:: EXERCISE ::
Would you restate the data exactly as given?
____
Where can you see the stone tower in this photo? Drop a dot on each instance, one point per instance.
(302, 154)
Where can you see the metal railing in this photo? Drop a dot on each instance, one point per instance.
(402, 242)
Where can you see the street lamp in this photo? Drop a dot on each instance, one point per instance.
____
:: WRITTEN ANSWER ::
Where can you see the stone tower in this photo? Drop a dot on each instance, one point per instance.
(302, 154)
Where can you see the metal railing in this photo? Drop a dot on each instance, one point per instance.
(402, 242)
Where can you see the street lamp in this photo? Drop a dot on each instance, one point per instance.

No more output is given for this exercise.